● **Exercise description**: Reproduce all of the items below, swapping every "outline" for "contour" and leaving everything else unchanged.

● **Contour labeling entries**:
☆ ☆ ☆ ☆ ☆ ☆ ☆

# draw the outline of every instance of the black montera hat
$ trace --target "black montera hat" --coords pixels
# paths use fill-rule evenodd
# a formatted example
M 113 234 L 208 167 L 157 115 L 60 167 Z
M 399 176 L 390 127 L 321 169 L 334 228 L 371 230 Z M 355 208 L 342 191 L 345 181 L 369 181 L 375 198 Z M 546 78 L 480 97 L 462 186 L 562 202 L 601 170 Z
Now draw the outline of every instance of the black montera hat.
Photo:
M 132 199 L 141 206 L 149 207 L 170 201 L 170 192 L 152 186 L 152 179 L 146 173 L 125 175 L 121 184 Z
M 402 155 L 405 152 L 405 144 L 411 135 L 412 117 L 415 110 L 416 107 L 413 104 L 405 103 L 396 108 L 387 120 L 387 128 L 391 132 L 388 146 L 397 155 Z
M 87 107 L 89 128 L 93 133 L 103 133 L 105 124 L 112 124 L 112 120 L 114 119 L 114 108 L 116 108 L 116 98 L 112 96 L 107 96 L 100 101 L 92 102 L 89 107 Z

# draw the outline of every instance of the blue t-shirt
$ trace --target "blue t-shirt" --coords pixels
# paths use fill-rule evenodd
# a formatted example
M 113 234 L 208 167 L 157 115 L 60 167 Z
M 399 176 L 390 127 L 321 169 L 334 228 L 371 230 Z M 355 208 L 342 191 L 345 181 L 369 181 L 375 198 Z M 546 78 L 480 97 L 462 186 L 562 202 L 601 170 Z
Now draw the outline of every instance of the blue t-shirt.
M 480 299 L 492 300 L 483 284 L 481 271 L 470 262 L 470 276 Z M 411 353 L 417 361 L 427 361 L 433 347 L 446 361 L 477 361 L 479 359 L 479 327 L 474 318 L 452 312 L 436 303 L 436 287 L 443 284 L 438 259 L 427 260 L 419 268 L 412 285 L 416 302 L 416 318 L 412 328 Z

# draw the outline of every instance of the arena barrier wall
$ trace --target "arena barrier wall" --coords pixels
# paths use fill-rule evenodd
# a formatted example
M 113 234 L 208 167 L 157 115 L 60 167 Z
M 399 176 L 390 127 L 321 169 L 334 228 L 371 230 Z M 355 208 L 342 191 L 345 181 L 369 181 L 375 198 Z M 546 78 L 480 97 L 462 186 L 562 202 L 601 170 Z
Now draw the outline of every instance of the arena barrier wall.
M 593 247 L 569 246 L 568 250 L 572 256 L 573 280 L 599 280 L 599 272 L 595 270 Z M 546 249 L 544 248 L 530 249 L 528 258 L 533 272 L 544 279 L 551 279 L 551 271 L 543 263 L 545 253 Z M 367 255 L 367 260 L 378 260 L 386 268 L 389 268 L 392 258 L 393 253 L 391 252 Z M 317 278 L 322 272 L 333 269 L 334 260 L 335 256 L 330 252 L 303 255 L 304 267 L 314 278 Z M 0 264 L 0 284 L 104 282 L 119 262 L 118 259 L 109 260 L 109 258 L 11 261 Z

☆ ☆ ☆ ☆ ☆ ☆ ☆

● **Expected answer**:
# draw the contour of every instance of the black montera hat
$ trace --target "black montera hat" --coords pixels
# paths use fill-rule evenodd
# a formatted example
M 113 234 L 208 167 L 157 115 L 60 167 Z
M 399 176 L 390 127 L 321 169 L 334 228 L 371 230 Z M 355 208 L 342 191 L 345 181 L 369 181 L 375 198 Z M 546 78 L 480 97 L 462 186 L 562 202 L 601 170 Z
Now draw the contour of every instance of the black montera hat.
Photo:
M 132 199 L 141 206 L 149 207 L 170 201 L 170 192 L 152 186 L 152 179 L 146 173 L 125 175 L 121 184 Z
M 402 155 L 405 152 L 405 144 L 411 135 L 412 117 L 415 110 L 416 107 L 413 104 L 405 103 L 396 108 L 387 120 L 387 128 L 391 132 L 388 146 L 397 155 Z
M 87 107 L 89 128 L 93 133 L 103 133 L 105 124 L 112 124 L 112 120 L 114 119 L 114 108 L 116 108 L 116 98 L 112 96 L 107 96 L 100 101 L 92 102 L 89 107 Z

# draw the contour of every instance of the blue t-shirt
$ trace --target "blue t-shirt" --coords pixels
# paths use fill-rule evenodd
# a formatted example
M 113 234 L 208 167 L 157 115 L 60 167 Z
M 399 176 L 390 127 L 321 169 L 334 228 L 371 230 Z M 355 208 L 342 191 L 345 181 L 369 181 L 375 198 Z M 546 78 L 480 97 L 462 186 L 562 202 L 601 170 Z
Now draw the contour of every instance of the blue t-shirt.
M 480 299 L 492 300 L 483 284 L 481 271 L 470 262 L 470 276 Z M 411 353 L 417 361 L 427 361 L 433 347 L 446 361 L 477 361 L 479 359 L 479 327 L 474 318 L 452 312 L 436 303 L 436 287 L 443 284 L 438 259 L 427 260 L 419 268 L 412 285 L 416 302 L 416 318 L 412 328 Z

# draw the contour of every instance of the arena barrier wall
$ trace --target "arena barrier wall" --coords pixels
# paths use fill-rule evenodd
# a formatted example
M 113 234 L 208 167 L 157 115 L 60 167 Z
M 399 176 L 390 127 L 321 169 L 334 228 L 371 230 Z M 355 208 L 342 191 L 345 181 L 369 181 L 375 198 Z M 546 78 L 480 97 L 462 186 L 562 202 L 601 170 Z
Now draw the contour of every instance of the arena barrier wall.
M 593 247 L 569 246 L 568 250 L 572 256 L 573 280 L 599 280 L 599 272 L 595 270 Z M 546 249 L 544 248 L 530 249 L 528 258 L 533 272 L 544 279 L 551 279 L 551 271 L 543 263 L 545 253 Z M 367 255 L 367 260 L 378 260 L 386 268 L 389 268 L 392 258 L 393 253 L 391 252 Z M 317 278 L 322 272 L 333 269 L 334 260 L 335 256 L 330 252 L 303 255 L 304 267 L 314 278 Z M 0 264 L 0 284 L 104 282 L 119 262 L 118 259 L 109 260 L 109 258 L 11 261 Z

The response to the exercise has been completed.